**WHAT YOU ARE ASKED TO DO:** Output the lines below from the one containing "# format: CSV, header" through the end of the listing, inclusive, exactly as they appear, and nothing further.
......
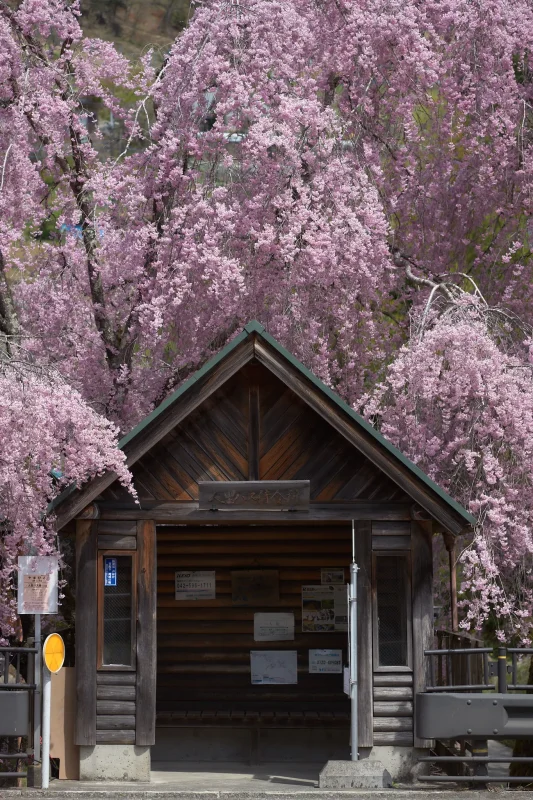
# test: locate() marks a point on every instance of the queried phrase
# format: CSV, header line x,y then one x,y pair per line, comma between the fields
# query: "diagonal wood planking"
x,y
291,442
......
**ANSWER TO THIS PROBLEM:**
# format: CSV, header line x,y then one x,y pair per line, comma between the fields
# query: "diagonal wood planking"
x,y
291,442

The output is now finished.